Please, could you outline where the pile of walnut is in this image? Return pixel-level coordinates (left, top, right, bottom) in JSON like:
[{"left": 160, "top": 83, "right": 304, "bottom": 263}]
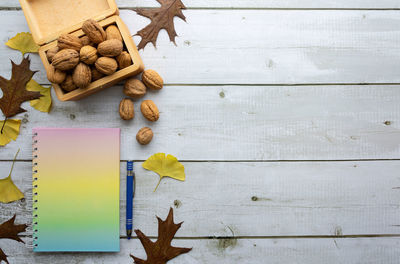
[
  {"left": 47, "top": 19, "right": 132, "bottom": 92},
  {"left": 119, "top": 70, "right": 164, "bottom": 145}
]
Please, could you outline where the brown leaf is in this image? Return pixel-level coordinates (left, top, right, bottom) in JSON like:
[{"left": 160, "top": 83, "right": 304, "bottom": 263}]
—————
Written problem
Convert every line of text in the items above into a JSON list of strings, one string per line, skipping blank lines and leaving out the pictures.

Expected answer
[
  "Please, could you outline where the pile of walnut is in this image? Return pixel-level coordinates (left, top, right, bottom) in JSON like:",
  "[{\"left\": 160, \"top\": 83, \"right\": 304, \"bottom\": 263}]",
  "[",
  "  {\"left\": 47, \"top\": 19, \"right\": 132, \"bottom\": 92},",
  "  {\"left\": 119, \"top\": 70, \"right\": 164, \"bottom\": 145}",
  "]",
  "Please, could you outline where the brown leaf is in this image? Return pixel-level coordinates (left, top, right, bottom) in JSON like:",
  "[{\"left\": 160, \"top\": 83, \"right\": 304, \"bottom\": 263}]"
]